* START *

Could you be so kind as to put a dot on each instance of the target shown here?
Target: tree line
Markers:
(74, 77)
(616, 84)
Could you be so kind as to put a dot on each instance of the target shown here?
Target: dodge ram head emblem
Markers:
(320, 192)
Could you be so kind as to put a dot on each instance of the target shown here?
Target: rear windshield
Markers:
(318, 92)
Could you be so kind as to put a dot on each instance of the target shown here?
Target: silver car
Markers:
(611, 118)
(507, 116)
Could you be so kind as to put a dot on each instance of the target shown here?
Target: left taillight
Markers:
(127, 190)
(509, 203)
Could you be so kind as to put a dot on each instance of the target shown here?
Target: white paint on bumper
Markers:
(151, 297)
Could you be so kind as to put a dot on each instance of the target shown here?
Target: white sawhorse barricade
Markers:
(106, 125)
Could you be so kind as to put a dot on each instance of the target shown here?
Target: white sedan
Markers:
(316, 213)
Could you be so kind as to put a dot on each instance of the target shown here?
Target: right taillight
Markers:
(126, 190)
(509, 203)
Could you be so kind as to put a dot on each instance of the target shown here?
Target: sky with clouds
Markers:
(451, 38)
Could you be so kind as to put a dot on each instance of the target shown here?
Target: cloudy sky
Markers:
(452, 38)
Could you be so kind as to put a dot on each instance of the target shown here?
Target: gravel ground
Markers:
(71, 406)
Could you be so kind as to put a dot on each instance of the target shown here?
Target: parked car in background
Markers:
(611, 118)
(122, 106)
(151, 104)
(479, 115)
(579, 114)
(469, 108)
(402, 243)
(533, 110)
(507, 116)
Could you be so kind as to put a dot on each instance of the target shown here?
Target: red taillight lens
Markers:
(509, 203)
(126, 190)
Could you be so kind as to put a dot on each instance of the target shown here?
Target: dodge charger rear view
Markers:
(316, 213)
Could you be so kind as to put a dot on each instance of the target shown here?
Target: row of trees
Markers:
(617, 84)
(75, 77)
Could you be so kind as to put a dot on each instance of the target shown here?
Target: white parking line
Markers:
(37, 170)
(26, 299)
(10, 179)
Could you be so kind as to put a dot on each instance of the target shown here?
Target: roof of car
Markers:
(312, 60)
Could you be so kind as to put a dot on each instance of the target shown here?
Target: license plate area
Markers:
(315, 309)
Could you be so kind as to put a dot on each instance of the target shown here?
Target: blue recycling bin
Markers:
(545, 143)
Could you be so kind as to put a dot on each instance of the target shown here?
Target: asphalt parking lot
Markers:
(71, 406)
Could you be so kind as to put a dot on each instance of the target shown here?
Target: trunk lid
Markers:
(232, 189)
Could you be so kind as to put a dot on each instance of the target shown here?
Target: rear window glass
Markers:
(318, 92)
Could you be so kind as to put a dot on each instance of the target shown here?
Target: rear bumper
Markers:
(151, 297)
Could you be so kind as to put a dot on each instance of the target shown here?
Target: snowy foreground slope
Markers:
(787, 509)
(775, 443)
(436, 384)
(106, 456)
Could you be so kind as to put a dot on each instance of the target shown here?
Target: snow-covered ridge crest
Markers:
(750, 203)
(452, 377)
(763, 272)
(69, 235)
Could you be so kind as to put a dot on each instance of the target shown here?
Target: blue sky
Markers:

* END *

Each line above is to be repeated exactly.

Could you be so kind as to put a dot on each instance of the target shown here?
Target: tree line
Markers:
(74, 77)
(616, 84)
Could you be so kind as to put a dot on each instance of the target shown here?
Target: dodge ram head emblem
Markers:
(320, 192)
Could you be so kind as to put a dot on each instance of the target shown here?
Target: rear windshield
Markers:
(318, 92)
Could you be so kind as to put a dot on each instance of the target shown here?
Target: silver car
Markers:
(611, 118)
(507, 116)
Could you be so kind as to put a dot on each instance of the target shown here?
Target: left taillight
Markers:
(127, 190)
(509, 203)
Could you be so kind as to put a dot on each instance of the target shown here?
Target: white paint on bumper
Markers:
(151, 297)
Could you be so kind as to put a dot on each instance of the target shown here?
Target: white sawhorse barricade
Markers:
(106, 125)
Could you be so kind as to put a dot on each instance of the target shown here?
Target: white sedan
Markers:
(316, 213)
Could you be so kind as to put a dot on each instance of the target shown here?
Target: right taillight
Markers:
(126, 190)
(509, 203)
Could you be so kind as to put a dot on each instance of the target shown here?
Target: sky with clouds
Markers:
(451, 38)
Could you be so kind as to put a dot on each instance of the target shown here?
Target: cloudy sky
Markers:
(452, 38)
Could you be so kind as to put a dot on each instance of the target shown here?
Target: gravel ground
Markers:
(71, 406)
Could you be so kind as to put a dot on each instance of the target shown here?
Target: parked car in background
Markers:
(611, 118)
(122, 106)
(151, 104)
(479, 115)
(579, 114)
(469, 108)
(402, 243)
(533, 110)
(507, 116)
Could you be so kind as to put a dot on each instance of the target shown here?
Target: red taillight lens
Markers:
(509, 203)
(126, 190)
Could you be so kind as to put a dot on each instance of the target shown here?
Target: dodge charger rear view
Markers:
(316, 213)
Could you be so kind as to put a dot on each instance of the target shown here?
Target: row of trees
Markers:
(617, 84)
(75, 77)
Could you be so kind as to put a dot on each instance of the target shown here?
Target: white parking line
Markers:
(37, 170)
(26, 299)
(10, 179)
Could you be so kind as to put a dot on each instance of the target shown here?
Target: roof of car
Markers:
(312, 60)
Could you be so kind as to put a dot on each instance of the target shown here?
Target: license plate area
Markers:
(315, 309)
Could you be so kind as to put a dot on each instance of the target shown here?
Target: blue recycling bin
Markers:
(545, 143)
Could you be so kind as to put a dot on each instance of the target shown here?
Target: asphalt parking lot
Markers:
(71, 406)
Could you be so kind as to put a dot on each instance of the target shown here?
Target: trunk lid
Markers:
(232, 189)
Could you be so kind as to put a dot on each instance of the target shown here?
Target: rear window glass
Markers:
(318, 92)
Could you be so kind as to put a dot on each instance of the target shown here?
Target: rear bumper
Markers:
(151, 297)
Could you be so kind as to put a dot on each instance of the target shown here?
Target: snowy foreground slope
Markers:
(787, 509)
(775, 443)
(436, 384)
(106, 456)
Could you be so kind as to put a dot on each instance of the target shown here?
Target: snow-covered ridge crest
Markers:
(750, 203)
(452, 377)
(763, 272)
(69, 235)
Could you be so kind as to put a dot on each instance of the target shown here?
Target: blue sky
Markers:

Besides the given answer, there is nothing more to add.